TEXT SECTION ▸
"""

Speaking to The Fourth Estate, the Assembly Member for Atampiisi, Asampana Mba, said his electoral had a high number of mentally ill persons.
“In my electoral area alone, there are about 12 people I know as having mental disorders. Some of the mentally ill people are breadwinners in their families. You see them roaming, unconscious of where they are and causing problems for their families. The youth are the most affected. They need to be taken to the hospital and given drugs.
“But some families cannot afford the drugs because they are poor. I want to appeal to the Government of Ghana and the Ghana Health Service to come to the aid of these families, at least, by supporting them with drugs. I believe they will become normal and help society if they get the drugs,” he said.
Felix Giba, another mentally ill man, lives in the same electoral area, near the Bongo District Assembly. His brother, Peter, told The Fourth Estate that Felix was a successful kola-nut businessman until his goods were seized twice at a border checkpoint in the late 1980s.
“He became frustrated and developed mental illness following that experience between 1988 and 1989. He still sells kola-nuts at the market but this time on a small table.
“Sometimes, he abandons the kola-nuts on the table and starts roaming everywhere. Then, he returns home at night and starts talking alone. His condition surfaced gradually and grew to this point. We are afraid it might get worse with time if we don’t get help,” Felix said.
Another mentally ill person, Asale Atanga, lives in Atampiisi. His wife, Ndigura Atanga, told The Fourth Estate her husband’s illness began in 2014 when he returned home from the market, screaming while claiming that he was being chased by an imaginary aircraft. He reportedly kept pointing at the skies as he ran zigzag on the compound for cover in front of a bewildered family. According to his wife, nobody else but Asale saw the alleged aircraft.
“Since then, I have remained the family’s sole breadwinner,” Ndigura said.
She was sitting on the cemented compound of the family’s house and removing shells from a small heap of groundnuts by her side. Her husband sat a few inches behind her, interrupting her speech and voicing words that had no clear meaning.
“I am a farmer. The farm has been our source of survival. He does not consume any produce from the farm. He does not allow me and the children to eat anything from the farm, either.
“We normally sell our harvests and use the proceeds to buy food. There is no peace in the house. An entire family’s burden is squarely on my shoulders. I’m taking care of him and the children alone,” she added.
Ghana’s Chief Psychiatrist explains how a rescue mission failed
Some years ago, the Mental Health Authority (MHA) embarked on a nationwide mission to rescue all mentally ill persons from the streets.
Dubbed ‘Operation Clear the Streets’, the project was launched after a rapid study undertaken by the MHA in 2015 revealed there were 6,000 mentally ill persons on the streets nationwide.
But, after a reported promising start, the programme encountered a sudden flop.

"""

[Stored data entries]

"""

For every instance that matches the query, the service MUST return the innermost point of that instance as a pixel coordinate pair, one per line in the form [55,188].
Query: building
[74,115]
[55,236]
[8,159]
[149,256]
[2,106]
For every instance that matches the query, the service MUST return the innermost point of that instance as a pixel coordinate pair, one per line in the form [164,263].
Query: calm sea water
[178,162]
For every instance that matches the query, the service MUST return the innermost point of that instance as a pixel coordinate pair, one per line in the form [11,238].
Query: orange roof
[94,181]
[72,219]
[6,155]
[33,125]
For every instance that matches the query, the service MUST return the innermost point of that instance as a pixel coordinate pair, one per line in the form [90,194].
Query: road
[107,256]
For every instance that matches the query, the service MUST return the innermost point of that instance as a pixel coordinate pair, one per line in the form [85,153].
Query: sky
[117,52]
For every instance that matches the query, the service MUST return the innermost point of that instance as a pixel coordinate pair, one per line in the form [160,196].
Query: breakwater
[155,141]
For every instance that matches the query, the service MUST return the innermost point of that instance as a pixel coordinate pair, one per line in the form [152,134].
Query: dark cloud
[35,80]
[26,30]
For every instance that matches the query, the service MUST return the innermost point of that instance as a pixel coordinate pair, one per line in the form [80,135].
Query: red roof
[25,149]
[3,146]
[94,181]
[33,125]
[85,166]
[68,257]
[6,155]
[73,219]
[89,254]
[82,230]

"""

WORK TASK ▸ According to the news report on mental illness in Ghana, how many mentally ill persons on the streets nationwide did the Mental Health Authority's 2015 rapid study find?

EXERCISE SOLUTION ▸ 6,000